>> start Record list
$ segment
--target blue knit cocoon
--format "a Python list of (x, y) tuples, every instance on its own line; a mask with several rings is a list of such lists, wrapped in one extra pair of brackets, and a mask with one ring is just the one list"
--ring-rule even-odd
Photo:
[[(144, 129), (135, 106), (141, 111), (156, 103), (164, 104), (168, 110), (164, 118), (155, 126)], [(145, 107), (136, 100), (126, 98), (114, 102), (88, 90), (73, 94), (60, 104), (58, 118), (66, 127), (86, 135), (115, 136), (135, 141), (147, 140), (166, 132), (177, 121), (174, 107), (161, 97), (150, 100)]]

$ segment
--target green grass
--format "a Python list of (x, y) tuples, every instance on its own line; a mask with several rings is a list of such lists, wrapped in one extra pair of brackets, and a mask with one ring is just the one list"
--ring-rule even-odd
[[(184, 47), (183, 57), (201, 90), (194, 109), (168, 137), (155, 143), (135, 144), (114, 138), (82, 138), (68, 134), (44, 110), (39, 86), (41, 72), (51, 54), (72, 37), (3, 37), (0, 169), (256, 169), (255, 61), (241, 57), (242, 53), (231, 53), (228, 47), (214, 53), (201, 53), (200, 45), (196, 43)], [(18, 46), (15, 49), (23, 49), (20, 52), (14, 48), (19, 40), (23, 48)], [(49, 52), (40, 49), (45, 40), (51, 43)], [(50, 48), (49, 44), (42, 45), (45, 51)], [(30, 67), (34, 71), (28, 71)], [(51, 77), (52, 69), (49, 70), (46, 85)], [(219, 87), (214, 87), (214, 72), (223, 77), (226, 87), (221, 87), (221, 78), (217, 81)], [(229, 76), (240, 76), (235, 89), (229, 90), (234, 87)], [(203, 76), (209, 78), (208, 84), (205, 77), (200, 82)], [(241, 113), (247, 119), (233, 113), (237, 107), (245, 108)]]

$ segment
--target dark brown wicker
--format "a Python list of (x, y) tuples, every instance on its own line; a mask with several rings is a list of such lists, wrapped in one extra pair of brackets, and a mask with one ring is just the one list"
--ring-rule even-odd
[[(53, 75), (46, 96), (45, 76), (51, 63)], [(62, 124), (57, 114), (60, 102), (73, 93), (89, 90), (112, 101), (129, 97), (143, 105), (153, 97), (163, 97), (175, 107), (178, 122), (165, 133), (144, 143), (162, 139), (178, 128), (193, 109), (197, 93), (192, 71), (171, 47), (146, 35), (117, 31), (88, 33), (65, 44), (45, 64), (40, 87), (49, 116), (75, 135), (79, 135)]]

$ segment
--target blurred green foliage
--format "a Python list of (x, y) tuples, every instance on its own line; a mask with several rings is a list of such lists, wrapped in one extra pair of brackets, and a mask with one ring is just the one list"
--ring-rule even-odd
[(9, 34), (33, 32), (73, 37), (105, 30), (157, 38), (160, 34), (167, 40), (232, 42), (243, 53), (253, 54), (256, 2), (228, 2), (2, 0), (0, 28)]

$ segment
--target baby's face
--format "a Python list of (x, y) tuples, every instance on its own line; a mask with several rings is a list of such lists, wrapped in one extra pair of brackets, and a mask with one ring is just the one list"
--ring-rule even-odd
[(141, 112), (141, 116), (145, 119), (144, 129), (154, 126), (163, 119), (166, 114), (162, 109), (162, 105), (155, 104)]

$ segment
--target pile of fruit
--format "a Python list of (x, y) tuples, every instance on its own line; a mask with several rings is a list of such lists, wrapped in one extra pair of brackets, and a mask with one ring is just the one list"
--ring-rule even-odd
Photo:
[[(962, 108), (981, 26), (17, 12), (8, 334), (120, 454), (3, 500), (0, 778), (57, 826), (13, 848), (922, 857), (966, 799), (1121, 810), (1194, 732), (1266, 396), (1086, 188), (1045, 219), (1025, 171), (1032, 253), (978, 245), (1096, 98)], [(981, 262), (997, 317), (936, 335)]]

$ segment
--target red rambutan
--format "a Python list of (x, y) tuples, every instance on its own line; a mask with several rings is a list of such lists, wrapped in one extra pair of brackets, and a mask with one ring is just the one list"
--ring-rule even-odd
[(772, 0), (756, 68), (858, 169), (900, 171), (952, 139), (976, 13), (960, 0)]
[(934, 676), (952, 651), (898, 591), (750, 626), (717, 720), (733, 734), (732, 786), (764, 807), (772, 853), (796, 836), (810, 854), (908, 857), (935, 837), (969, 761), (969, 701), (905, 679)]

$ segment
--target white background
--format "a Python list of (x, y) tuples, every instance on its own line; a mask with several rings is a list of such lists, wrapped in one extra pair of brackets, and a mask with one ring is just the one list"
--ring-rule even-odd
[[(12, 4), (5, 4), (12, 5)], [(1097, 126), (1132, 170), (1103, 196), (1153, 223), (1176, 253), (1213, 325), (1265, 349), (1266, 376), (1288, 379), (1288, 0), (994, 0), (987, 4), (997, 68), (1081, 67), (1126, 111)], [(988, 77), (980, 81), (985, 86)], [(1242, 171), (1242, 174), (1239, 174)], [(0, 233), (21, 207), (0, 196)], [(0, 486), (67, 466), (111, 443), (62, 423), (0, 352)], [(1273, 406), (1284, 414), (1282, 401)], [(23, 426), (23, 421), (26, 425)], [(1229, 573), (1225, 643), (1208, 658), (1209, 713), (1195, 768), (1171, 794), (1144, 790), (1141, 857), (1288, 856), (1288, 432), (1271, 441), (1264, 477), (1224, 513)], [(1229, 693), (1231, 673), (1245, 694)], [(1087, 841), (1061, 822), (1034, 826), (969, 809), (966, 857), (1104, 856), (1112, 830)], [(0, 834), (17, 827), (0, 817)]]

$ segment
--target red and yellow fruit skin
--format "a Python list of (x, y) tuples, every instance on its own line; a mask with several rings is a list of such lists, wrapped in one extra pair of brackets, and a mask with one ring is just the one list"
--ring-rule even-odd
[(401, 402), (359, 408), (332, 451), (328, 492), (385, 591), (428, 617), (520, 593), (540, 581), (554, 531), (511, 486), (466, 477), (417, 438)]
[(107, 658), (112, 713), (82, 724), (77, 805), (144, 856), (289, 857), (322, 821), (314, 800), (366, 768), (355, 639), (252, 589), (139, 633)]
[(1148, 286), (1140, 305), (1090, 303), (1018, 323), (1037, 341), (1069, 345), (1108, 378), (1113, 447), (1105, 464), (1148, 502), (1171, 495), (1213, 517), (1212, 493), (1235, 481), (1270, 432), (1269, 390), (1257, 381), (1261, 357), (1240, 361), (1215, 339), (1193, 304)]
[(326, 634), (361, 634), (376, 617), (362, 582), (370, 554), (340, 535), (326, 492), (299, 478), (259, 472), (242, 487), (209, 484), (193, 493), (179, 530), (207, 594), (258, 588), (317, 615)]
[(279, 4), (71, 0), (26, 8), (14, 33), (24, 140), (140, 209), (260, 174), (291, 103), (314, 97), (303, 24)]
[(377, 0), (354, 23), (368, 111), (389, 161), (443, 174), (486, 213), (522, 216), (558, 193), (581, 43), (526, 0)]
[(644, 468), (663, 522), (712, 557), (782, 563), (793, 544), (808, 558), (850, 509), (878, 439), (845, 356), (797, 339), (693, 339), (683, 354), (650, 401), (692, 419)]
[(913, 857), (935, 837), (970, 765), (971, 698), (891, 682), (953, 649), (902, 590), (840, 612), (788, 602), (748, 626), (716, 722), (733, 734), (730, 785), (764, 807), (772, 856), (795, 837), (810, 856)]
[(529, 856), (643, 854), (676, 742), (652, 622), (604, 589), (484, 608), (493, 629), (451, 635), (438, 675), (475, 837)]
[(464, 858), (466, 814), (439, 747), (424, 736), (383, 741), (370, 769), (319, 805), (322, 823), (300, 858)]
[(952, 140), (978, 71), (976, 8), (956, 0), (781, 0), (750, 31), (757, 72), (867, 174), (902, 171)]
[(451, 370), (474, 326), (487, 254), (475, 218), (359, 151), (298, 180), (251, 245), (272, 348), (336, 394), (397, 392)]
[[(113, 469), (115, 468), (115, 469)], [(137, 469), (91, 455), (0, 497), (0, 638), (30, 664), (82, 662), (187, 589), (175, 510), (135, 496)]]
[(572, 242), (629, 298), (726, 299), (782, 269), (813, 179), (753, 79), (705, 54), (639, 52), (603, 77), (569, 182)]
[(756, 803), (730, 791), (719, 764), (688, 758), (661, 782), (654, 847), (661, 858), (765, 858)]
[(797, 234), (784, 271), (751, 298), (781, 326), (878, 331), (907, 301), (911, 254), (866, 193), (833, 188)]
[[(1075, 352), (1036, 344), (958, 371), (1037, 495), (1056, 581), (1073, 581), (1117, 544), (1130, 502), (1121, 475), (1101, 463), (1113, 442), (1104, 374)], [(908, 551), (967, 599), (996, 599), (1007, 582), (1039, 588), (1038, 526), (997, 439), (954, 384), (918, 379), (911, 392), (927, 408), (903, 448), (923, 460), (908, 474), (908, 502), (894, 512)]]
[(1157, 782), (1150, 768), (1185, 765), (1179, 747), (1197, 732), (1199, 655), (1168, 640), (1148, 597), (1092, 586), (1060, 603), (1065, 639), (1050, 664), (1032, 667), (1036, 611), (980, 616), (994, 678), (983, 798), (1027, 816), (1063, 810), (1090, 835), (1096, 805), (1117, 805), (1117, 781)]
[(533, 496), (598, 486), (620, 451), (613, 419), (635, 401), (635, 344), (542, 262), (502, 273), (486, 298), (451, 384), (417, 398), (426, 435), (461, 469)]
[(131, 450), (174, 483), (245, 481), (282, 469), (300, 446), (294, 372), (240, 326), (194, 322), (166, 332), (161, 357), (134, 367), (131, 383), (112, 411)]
>> end Record list
§ Short problem:
Starting at the beginning of the entries and ending at the line that contains "97), (150, 100)]]", turn those lines into a numbered list with blank lines left out.

§ Written solution:
1. $ segment
2. --target blue knit cocoon
3. --format "a Python list of (x, y) tuples, every instance on its own line; a mask with several rings is a list of such lists, wrapped in one extra pair of brackets, and a mask with one ring is just the one list"
4. --ring-rule even-odd
5. Photo:
6. [[(144, 129), (135, 106), (141, 111), (156, 103), (164, 104), (168, 110), (164, 118), (155, 126)], [(145, 107), (136, 100), (126, 98), (114, 102), (88, 90), (73, 94), (60, 104), (58, 118), (66, 127), (86, 135), (115, 136), (135, 141), (147, 140), (166, 132), (177, 121), (174, 107), (161, 97), (150, 100)]]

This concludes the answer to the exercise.